- Set tasks
**1)** In the BioBiostarsAnalytics module documentation, which Biostar API does the minehistory method extract data from?
**2)** Write the next part of the BioBiostarsAnalytics module documentation, picking up at the point where it stops.

- Document extract
* * * * * * * * *

Module: BioBiostarsAnalytics

Defined in:: lib/bio-biostars-analytics/biostars-analytics.rb

Constant Summary collapse

@@CATEGORIES = Categories in Biostar: Type ID Type 1 Question 2 Answer 3 Comment 4 Tutorial 5 Blog 6 Forum 7 News 8 9 Tool 10 FixMe 11 Video 12 Job 13 Research Paper 14 Tip 15 Poll 16 Ad

Class Method Summary collapse

.cli ⇒ Object
.extract_date(datestring) ⇒ Object

Extract the date (day, month, year) from a Biostar forum post formatted date string.
.minecontent(log, id) ⇒ Object

Extracts data from the rendered forum post as well as the Biostar’s “post” API.
.minehistory(log, age) ⇒ Object

Extracts data from Biostar’s “stats” API.

Class Method Details

.cli ⇒ `Object`

# File 'lib/bio-biostars-analytics/biostars-analytics.rb', line 305

def self.cli
  if not ARGV.length.between?(2, 3) or
     not ARGV[0].match(/\d+/) or
     not ARGV[1].match(/\d+/) or
     (ARGV.length == 3 and not ARGV[2].match(/\d+/))then
    puts 'Usage: biostars-analytics max_post_number months_look_back [min_post_number]'
    puts ''
    puts 'Required parameters:'
    puts '  max_post_number    : highest number (ID) of the post that should'
    puts '                       be mined for data; the crawler will go over'
    puts '                       posts min_post_number to max_post_number'
    puts '  months_look_back   : how many months back should queries to the'
    puts '                       Biostar API go (1 month = 30 days); default'
    puts '                       value is 1'
    puts ''
    puts 'Optional parameters:'
    puts '  min_post_number    : lowest number (ID) of the post that should'
    puts '                       be mined for data'
    puts ''
    puts 'Output (date matches the script\'s invokation):'
    puts '  <date>_crawled.tsv : data mined from crawling over posts'
    puts '  <date>_api.tsv     : data extracted from the Biostar API'
    puts ''
    puts 'Example: mining Biostars in March 2014:'
    puts '  biostars-analytics 96000 54'
    exit 1
  end

  max_post_number = ARGV[0].to_i
  months_look_back = ARGV[1].to_i
  min_post_number = 1
  min_post_number = ARGV[2].to_i if ARGV.length == 3

  # Make sure not to buffer stdout, so that it is possible to
  # snoop around whilst the script is running.
  STDOUT.sync = true

  today = Time.now.strftime('%Y%m%d')
  crawler_log = File.open("#{today}_crawled.tsv", 'w')
  api_log = File.open("#{today}_api.tsv", 'w')

  (min_post_number..max_post_number).each { |i|
      minecontent(crawler_log, i)
  }

  @post_age = {}
  @user_age = {}

  (1..months_look_back*30).to_a.reverse.each { |i|
      minehistory(api_log, i)
  }

  crawler_log.close
  api_log.close
end

.extract_date(datestring) ⇒ `Object`

Extract the date (day, month, year) from a Biostar forum post formatted date string.

# File 'lib/bio-biostars-analytics/biostars-analytics.rb', line 32

def self.extract_date(datestring)
    # Major headache: weird years like "3.4 years ago"
    if datestring.match(/\d+\.\d+ years ago/) then
        return Chronic.parse("#{(datestring.sub(/\d+\./, '').sub(/\s.*$/, '').to_i * 5.2).to_i} weeks ago",
                                 :now => Chronic.parse(datestring.sub(/\.\d+/, '')))

* * * * * * * * *

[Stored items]
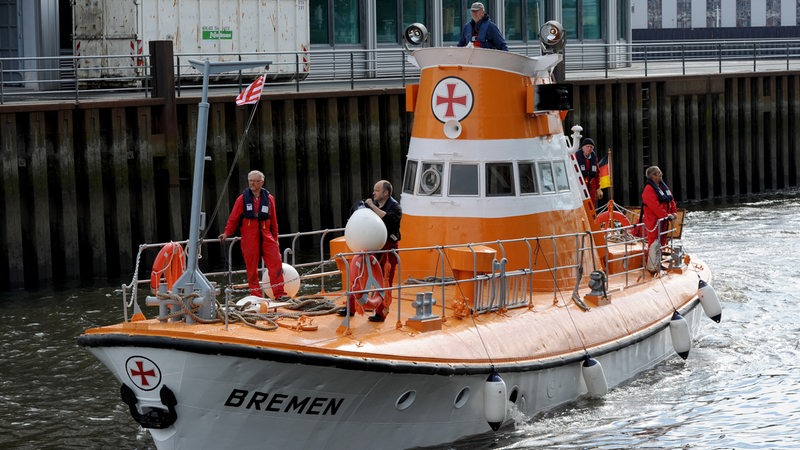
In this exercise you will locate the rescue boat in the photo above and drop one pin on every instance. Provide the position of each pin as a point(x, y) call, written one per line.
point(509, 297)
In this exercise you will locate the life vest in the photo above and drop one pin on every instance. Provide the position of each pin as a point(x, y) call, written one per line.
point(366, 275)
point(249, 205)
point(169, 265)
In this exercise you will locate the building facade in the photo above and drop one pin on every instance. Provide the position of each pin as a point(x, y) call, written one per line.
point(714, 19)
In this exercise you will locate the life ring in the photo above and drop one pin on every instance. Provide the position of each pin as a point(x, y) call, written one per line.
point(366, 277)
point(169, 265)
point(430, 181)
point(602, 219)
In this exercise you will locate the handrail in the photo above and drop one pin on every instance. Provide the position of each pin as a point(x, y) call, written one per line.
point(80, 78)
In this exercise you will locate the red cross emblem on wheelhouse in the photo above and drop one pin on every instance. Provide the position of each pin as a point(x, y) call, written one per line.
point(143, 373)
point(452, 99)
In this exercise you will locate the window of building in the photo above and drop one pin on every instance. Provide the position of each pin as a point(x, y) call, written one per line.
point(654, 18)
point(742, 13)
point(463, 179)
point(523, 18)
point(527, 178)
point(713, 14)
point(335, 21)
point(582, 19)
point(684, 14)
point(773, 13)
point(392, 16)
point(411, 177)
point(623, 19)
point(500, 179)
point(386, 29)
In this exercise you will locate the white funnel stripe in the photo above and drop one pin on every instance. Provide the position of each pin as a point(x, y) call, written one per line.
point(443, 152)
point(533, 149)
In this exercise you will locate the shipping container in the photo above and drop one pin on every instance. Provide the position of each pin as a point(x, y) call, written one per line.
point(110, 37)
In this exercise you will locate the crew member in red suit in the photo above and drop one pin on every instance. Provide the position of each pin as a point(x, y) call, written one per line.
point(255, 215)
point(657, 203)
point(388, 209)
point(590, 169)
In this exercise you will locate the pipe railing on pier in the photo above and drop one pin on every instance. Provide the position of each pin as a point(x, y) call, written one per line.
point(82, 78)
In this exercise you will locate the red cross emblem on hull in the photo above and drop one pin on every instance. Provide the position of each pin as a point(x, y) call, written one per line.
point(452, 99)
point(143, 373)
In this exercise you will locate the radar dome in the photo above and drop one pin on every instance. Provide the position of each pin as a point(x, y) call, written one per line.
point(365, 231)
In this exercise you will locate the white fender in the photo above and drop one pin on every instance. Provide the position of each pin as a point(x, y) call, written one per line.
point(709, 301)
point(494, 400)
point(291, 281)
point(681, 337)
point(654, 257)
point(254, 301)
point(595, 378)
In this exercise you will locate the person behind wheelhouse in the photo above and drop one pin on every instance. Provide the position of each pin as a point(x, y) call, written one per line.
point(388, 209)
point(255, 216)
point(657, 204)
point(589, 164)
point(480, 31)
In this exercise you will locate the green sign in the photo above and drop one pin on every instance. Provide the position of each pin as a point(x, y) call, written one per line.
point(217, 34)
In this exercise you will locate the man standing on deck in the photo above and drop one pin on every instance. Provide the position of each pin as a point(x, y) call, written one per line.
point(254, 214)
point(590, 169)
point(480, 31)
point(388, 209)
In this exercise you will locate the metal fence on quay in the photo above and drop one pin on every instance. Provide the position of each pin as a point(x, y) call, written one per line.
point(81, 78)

* * * * * * * * *

- Results for each task
**1)** It extracts data from Biostar's "stats" API.

**2)**
    else
        return Chronic.parse(datestring)
    end
end

.minecontent(log, id) ⇒ `Object`

Extracts data from the rendered forum post as well as the Biostar’s “post” API.

Algorithm:

mine data from the rendered forum post
retrieve limited information from Biostar’s API
check that gathered data matches up
log it

# File 'lib/bio-biostars-analytics/biostars-analytics.rb', line 49

def self.minecontent(log, id)
    # This hash aggregates information about a particular Biostar question and its answers/comments:
    post = { 'id' => id }

    #
    # First: mine data from the rendered forum post
    #

    url = "http://www.biostars.org/p/#{id}/"
    page = nil

    begin
        page = open(url)
    rescue
        return
    end

    if page.base_uri.to_s != url then
        # Answer URL.
        return
    end

    # Question URL that contains the question, its answers and edits.
    doc = Hpricot(page.read)

    # Bail out if this page does not explicitly mentions a question.
    return unless doc.search('doc.title') or doc.search('doc.title')[0].inner_html.match(/^Question:/)

    users = []

    # Extract user interactions: questions asked, answered and edits being made
    times = doc.search('span.relativetime|div.lastedit').map { |element|
        element.inner_html.sub(/^[^0-9]+/, '').sub(/by\s+$/, '').split("\n").first.strip
    }
    links = (doc/'a').delete_if { |link|
        if link.get_attribute('href') then
            not link.get_attribute('href').match(/^\/u\/\d+\//) # Has to be a relative link, or we catch Dropbox link-outs too...
        else
            true
        end
    }.map { |userlink| "#{userlink.get_attribute('href').gsub(/[\/u]+/, '')}\t#{userlink.inner_html}" }
    votes = doc.search('div.vote-count').map { |vote|
        if vote.inner_html.match(/^\d+$/) then
            vote.inner_html.to_i
        else
            nil
        end
    }
    tags = doc.search('a.tag').map { |link|
        link.inner_html
    }
    # Sanity check: times and users need to match up (i.e., both arrays need to be of the same length)
    unless times.length == links.length then
        $stderr.puts "Post ##{id}: recorded times and author links do not match up (#{times.length} vs. #{links.length})."
        return
    end
    # Sanity check: there cannot be more votes than times/links
    if votes.length > times.length then
        $stderr.puts "Post ##{id}: there are more votes than recorded user actions? (#{votes.length} vs. #{links.length})"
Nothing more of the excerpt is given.